>>>>>

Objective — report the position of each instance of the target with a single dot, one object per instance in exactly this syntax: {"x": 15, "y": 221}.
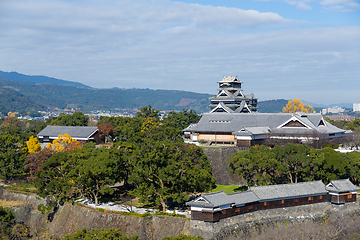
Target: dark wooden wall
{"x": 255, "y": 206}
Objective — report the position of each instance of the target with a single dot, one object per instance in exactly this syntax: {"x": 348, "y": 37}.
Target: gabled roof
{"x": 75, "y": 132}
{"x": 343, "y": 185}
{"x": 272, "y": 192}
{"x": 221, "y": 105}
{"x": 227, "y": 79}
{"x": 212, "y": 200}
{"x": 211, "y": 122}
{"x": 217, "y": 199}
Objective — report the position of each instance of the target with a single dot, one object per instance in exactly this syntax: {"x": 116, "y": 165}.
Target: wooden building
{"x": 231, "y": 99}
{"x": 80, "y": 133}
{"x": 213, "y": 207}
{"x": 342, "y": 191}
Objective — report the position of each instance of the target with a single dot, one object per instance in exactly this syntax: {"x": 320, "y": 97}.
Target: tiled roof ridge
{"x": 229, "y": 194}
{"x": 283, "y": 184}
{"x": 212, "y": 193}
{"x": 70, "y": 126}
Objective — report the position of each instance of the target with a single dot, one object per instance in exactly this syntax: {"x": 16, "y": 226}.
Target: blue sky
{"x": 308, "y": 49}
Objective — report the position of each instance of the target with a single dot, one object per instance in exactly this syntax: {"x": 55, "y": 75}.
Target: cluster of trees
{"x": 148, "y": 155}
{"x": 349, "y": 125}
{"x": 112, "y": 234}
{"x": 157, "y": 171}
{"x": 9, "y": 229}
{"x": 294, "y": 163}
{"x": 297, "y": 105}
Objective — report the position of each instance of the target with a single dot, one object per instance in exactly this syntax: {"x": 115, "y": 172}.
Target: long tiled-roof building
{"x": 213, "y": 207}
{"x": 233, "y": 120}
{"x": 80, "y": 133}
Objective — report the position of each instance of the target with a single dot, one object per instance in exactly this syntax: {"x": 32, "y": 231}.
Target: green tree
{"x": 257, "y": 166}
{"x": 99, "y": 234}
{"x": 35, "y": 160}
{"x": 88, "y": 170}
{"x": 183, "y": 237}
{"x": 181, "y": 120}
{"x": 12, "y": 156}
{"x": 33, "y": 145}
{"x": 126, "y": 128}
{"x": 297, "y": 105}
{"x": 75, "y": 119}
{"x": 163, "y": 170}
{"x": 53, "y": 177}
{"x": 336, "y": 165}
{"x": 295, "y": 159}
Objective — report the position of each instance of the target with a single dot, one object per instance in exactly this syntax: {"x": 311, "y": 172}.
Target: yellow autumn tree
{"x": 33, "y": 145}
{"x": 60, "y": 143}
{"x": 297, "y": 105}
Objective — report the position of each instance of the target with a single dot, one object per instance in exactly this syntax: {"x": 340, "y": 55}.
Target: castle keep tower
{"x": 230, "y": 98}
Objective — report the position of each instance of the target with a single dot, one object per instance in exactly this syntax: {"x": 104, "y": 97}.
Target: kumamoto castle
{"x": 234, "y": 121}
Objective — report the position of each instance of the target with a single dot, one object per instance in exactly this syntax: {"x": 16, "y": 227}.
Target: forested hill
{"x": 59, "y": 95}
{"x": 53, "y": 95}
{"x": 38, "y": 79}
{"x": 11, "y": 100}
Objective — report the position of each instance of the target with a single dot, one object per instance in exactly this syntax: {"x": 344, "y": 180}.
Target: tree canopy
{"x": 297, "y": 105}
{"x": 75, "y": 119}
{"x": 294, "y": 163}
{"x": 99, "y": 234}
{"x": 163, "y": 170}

<<<<<
>>>>>

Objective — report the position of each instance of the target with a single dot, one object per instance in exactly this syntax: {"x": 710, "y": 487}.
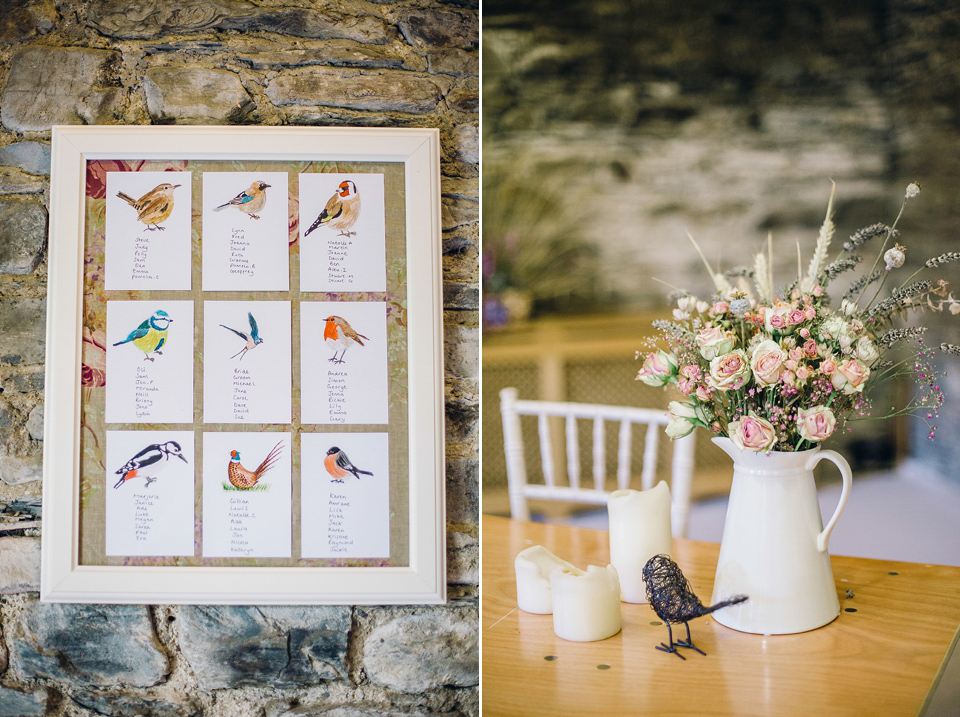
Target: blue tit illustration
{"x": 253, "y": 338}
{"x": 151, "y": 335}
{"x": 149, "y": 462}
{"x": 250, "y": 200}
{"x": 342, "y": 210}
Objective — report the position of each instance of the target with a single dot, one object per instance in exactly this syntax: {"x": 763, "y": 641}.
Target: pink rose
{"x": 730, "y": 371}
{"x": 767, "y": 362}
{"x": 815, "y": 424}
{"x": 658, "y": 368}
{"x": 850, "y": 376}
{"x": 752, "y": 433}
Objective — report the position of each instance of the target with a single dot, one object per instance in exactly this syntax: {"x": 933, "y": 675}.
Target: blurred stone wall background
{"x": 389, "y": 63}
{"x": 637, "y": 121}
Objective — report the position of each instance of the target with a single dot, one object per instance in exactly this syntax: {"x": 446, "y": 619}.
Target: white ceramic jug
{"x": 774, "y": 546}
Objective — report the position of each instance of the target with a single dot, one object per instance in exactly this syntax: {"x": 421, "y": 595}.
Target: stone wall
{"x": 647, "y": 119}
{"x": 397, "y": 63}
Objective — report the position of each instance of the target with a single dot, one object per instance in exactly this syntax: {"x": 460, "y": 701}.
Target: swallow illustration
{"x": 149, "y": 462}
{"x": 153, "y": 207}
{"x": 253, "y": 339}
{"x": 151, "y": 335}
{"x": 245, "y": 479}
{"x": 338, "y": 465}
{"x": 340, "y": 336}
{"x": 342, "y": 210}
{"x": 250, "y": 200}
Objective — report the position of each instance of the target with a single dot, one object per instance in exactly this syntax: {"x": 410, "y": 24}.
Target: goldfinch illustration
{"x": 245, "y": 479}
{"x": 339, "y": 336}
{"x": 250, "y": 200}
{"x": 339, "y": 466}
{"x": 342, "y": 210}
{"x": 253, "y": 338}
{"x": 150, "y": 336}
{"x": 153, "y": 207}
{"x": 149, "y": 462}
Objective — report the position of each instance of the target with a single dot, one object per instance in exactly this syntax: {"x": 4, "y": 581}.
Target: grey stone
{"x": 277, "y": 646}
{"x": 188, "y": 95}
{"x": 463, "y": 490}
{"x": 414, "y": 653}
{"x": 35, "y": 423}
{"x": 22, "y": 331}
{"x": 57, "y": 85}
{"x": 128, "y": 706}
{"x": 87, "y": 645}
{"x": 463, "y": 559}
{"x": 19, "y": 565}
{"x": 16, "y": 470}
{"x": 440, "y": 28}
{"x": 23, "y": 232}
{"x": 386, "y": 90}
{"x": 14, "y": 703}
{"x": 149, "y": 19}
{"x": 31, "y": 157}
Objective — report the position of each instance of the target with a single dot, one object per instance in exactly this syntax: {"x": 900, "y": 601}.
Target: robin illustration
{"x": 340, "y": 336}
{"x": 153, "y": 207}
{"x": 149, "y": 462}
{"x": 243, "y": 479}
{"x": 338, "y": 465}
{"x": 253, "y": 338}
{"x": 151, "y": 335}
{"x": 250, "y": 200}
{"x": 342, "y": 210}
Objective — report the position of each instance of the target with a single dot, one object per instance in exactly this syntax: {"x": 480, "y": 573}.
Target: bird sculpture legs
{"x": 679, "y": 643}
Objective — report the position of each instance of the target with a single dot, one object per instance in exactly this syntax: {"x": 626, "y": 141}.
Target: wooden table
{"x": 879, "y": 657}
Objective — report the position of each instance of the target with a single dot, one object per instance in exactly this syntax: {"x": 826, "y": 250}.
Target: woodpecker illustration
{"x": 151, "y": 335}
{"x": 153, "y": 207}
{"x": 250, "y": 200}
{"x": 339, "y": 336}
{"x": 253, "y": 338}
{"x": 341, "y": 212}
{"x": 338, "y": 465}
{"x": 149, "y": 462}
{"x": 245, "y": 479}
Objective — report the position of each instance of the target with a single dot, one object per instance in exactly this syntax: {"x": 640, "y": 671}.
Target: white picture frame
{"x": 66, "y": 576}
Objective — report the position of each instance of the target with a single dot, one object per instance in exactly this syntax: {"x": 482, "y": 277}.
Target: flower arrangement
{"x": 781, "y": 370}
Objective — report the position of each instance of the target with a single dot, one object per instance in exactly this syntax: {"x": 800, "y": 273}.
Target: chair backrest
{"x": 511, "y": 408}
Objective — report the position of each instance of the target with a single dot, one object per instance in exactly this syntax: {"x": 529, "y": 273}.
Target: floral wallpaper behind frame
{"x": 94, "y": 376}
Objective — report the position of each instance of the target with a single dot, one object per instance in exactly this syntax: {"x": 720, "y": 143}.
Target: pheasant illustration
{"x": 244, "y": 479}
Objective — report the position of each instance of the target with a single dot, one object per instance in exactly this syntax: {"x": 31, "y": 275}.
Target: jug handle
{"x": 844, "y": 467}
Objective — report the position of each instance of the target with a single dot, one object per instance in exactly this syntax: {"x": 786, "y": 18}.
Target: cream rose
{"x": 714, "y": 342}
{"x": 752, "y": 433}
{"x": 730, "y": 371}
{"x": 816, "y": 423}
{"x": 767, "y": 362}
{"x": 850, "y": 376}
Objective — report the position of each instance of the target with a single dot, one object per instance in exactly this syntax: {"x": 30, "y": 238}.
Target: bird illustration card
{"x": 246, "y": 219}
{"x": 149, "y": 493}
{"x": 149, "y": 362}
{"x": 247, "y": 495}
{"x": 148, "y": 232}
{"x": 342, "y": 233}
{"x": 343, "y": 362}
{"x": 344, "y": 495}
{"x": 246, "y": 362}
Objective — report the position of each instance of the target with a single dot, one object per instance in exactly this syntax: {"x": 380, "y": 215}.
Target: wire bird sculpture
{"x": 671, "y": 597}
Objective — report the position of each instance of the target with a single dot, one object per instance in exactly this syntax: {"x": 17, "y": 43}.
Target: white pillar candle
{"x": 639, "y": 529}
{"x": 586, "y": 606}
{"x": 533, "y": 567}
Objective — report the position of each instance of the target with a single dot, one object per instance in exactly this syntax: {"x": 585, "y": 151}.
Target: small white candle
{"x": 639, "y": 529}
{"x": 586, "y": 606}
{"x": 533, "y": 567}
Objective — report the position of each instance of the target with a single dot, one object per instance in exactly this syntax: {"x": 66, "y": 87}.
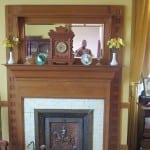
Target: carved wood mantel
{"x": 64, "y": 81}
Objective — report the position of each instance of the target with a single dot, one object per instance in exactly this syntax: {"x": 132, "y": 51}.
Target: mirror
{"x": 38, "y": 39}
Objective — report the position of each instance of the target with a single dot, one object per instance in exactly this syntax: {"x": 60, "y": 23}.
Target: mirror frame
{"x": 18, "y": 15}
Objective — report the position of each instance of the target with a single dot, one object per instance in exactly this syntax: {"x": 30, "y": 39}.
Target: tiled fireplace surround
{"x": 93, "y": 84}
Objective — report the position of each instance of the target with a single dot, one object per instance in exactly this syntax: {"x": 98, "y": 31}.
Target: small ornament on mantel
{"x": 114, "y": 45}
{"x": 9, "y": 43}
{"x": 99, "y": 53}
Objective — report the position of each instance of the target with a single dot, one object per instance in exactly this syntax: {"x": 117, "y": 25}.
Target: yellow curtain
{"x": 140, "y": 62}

<<<<<

_任务说明:_ 请找出上方数据中含有单词“stone”的每一行，并把这些行完整抄写出来，匹配时区分大小写。

_任务回复:_
Target: blurred stone wall background
Target: stone wall
Target: grey stone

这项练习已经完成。